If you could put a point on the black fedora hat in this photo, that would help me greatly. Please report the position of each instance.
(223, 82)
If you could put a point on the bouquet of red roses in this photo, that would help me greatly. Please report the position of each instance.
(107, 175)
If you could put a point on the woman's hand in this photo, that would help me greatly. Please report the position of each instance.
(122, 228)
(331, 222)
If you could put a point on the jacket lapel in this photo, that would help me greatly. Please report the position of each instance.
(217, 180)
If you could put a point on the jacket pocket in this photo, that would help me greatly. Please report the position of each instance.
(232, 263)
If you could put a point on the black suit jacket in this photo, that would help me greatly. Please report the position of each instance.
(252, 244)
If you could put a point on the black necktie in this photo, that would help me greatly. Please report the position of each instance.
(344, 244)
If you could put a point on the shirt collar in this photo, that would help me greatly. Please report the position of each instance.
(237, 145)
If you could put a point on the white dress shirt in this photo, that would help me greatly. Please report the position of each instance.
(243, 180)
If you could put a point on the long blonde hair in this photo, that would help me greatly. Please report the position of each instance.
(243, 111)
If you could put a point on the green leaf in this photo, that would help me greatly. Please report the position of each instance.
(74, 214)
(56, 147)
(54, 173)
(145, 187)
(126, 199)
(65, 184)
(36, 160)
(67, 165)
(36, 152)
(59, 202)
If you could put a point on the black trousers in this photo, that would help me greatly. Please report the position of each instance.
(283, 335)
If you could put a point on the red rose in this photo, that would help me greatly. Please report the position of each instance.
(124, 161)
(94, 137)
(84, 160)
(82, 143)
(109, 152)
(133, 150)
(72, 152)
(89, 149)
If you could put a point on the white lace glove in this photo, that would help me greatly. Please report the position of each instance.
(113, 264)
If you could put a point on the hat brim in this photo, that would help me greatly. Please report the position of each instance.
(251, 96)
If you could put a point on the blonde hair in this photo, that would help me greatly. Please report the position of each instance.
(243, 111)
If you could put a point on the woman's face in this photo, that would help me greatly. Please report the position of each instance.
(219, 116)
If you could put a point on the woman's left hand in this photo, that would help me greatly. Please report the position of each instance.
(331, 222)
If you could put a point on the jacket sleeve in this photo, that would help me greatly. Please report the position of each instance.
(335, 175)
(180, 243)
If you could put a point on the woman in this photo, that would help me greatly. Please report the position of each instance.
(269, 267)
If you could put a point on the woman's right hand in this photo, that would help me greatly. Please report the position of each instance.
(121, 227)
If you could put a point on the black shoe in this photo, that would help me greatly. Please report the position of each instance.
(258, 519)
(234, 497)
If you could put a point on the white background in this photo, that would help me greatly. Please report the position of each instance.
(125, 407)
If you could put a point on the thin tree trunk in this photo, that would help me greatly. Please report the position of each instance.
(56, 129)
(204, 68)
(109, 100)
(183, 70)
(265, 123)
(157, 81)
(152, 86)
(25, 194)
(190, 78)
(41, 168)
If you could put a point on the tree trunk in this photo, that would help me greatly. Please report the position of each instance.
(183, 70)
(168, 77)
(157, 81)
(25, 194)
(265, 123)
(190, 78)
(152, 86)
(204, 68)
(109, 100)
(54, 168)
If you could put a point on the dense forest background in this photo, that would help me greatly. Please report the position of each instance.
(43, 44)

§ §

*AIM OF THE EXERCISE*
Each line of the listing above should be output exactly.

*WRITTEN ANSWER*
If you could put a point on the black fedora hat in this photo, that would help me greatly. Please report the position of each instance.
(223, 82)
If you could put a point on the bouquet of red roses in this photo, that would help me greatly. Please report the position of each instance.
(107, 175)
If you could put a point on the woman's hand in this photo, that would help me greatly. Please report the position of each instance.
(122, 228)
(331, 222)
If you could put a point on the jacket lapel in this photo, that would help me greatly. Please report the position of each instance.
(217, 180)
If you could put a point on the jacket pocket in this photo, that would help me greatly. Please report the position of each instance.
(232, 263)
If you could put a point on the black suit jacket in this photo, that would help me greatly. Please report the position of each instance.
(252, 244)
If you could put a point on the black necktie in this photo, that would help me greatly. Please report the position of each instance.
(344, 244)
If you could put a point on the shirt collar in this photo, that would help me greatly. Please report the position of each instance.
(237, 145)
If you could put a point on the white dress shirt in this photo, that would help me greatly. Please report the position of each instance.
(243, 180)
If you could put a point on the long blonde hair in this photo, that would help me greatly. Please report the position of each instance.
(243, 111)
If you could put a point on the green leaf in this photo, that would help me greatly. Please report the position of each instance.
(74, 214)
(56, 147)
(54, 173)
(145, 187)
(126, 199)
(65, 184)
(36, 160)
(67, 165)
(36, 152)
(59, 202)
If you could put a point on the black trousers in this photo, that would help me greatly. Please report the position of each instance.
(283, 335)
If you could put a point on the red rose in this photo, that would help me greatly. Please report the position of each instance.
(124, 161)
(94, 137)
(84, 160)
(82, 143)
(109, 152)
(133, 150)
(72, 152)
(89, 149)
If you could put a point on the white lace glove in this photo, that would help me greatly. Please report the position of each instance.
(113, 264)
If you could put a point on the hat brim in this photo, that would help me greatly. Please report the position of each instance.
(251, 96)
If you could put a point on the blonde hair in this photo, that would help me greatly. Please report the position of each instance.
(243, 111)
If you could put a point on the woman's face in this photo, that would help me greatly. Please report the position of each instance.
(219, 116)
If you could put a point on the woman's left hand in this photo, that would help me greatly. Please report the position of each instance.
(331, 222)
If you could put a point on the jacket sleeve in this photo, that would help me greatly. Please report the position of each instance.
(335, 175)
(180, 243)
If you could put a point on the woman in this photo, that would help me greatly. Please report the position of each instance.
(269, 267)
If you could put a point on the woman's right hand in this photo, that would help me greatly. Please report the position of each instance.
(121, 227)
If you could put a point on the black shoe in this photo, that would help me greatly. Please report the position of each instance.
(258, 519)
(234, 497)
If you could put a point on the white background in this photo, that would help me greatly. Please report the position of each instance.
(125, 407)
If you could put a point on the thin tree trunk in this photo, that would help me greatly. Please report the position of each instance.
(56, 129)
(204, 68)
(109, 100)
(183, 70)
(265, 123)
(157, 81)
(152, 86)
(25, 194)
(190, 78)
(41, 168)
If you could put a point on the tree trunk in this photo, that would help me greatly. Please report the position of each instance.
(183, 70)
(168, 77)
(157, 81)
(25, 194)
(265, 123)
(190, 78)
(152, 86)
(204, 68)
(109, 100)
(54, 168)
If you could put a point on the dense forest background in this photo, that would help me greatly. Please report the position of each instance.
(43, 44)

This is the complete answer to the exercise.